Exercise prompt
Will you print the material below without altering a single character?

★ ★ ★ ★ ★

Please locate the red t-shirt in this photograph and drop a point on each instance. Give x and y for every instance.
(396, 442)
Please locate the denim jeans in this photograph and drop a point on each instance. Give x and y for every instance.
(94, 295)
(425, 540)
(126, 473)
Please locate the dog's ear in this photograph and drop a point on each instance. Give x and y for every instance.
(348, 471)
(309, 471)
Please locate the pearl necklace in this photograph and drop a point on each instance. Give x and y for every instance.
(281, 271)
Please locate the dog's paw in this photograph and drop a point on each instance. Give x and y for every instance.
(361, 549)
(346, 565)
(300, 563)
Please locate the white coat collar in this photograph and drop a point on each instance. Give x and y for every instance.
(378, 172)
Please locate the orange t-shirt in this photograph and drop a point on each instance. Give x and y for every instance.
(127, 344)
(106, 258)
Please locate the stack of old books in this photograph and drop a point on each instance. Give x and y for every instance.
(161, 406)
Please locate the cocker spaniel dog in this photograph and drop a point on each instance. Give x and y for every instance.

★ ★ ★ ★ ★

Answer to the exercise
Please locate the red t-shirt in this photograph and drop a point on each instance. Give x and y for every instance.
(396, 442)
Please locate the denim jeans in this photograph and drop a point on each instance. Give x and y for every instance.
(94, 295)
(425, 540)
(126, 473)
Please locate the dog's ear in this photograph and drop a point on each instance. Give x and y for every instance.
(348, 471)
(309, 471)
Please locate the pearl necklace in this photograph and drop a point on each instance. Give x and y for every instance.
(281, 271)
Please locate the dog's paw in this photograph and drop a point on each instance. Give x and y for every instance.
(361, 549)
(346, 565)
(300, 563)
Please locate the white coat collar in this photograph and drop a point on each instance. Give x and y for every instance.
(378, 172)
Please locate the orange t-shirt in this photograph and drop a point on each instance. Give x and y for every instance.
(127, 344)
(106, 258)
Please locate the stack of old books in this photograph and drop a point on each instance. Give x and y for every instance.
(161, 406)
Please locate the cocker spaniel dog in this photograph and drop a point on each instance. Give x and y for every instance.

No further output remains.